- [What to do]:
Search the material and gather each line with "blonde" in it.

- [Data for this exercise]:
*** Begin section ***
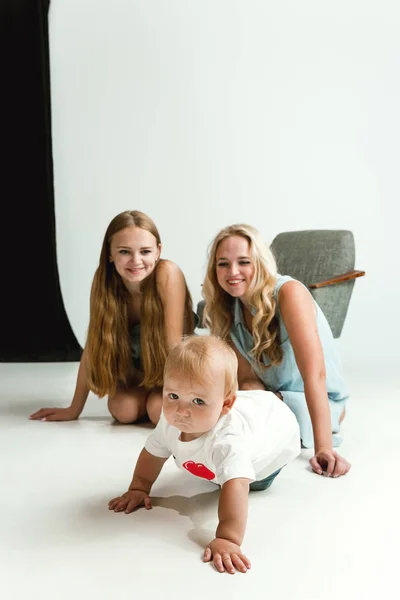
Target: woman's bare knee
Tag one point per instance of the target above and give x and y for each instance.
(154, 406)
(251, 384)
(128, 406)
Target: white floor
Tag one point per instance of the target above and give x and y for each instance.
(307, 537)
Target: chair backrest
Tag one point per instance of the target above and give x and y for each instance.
(315, 255)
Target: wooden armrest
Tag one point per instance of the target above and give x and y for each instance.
(338, 279)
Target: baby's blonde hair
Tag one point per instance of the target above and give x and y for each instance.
(194, 356)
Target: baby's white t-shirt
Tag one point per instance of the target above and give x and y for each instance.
(257, 437)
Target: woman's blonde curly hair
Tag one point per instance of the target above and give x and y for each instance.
(260, 296)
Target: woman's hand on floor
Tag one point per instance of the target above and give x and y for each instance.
(129, 501)
(329, 463)
(54, 414)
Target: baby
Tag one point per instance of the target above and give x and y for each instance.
(238, 440)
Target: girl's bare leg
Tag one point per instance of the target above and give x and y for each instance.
(247, 379)
(128, 403)
(154, 405)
*** End section ***
- [Answer to the problem]:
Target: baby's blonde hair
Target: woman's blonde curly hair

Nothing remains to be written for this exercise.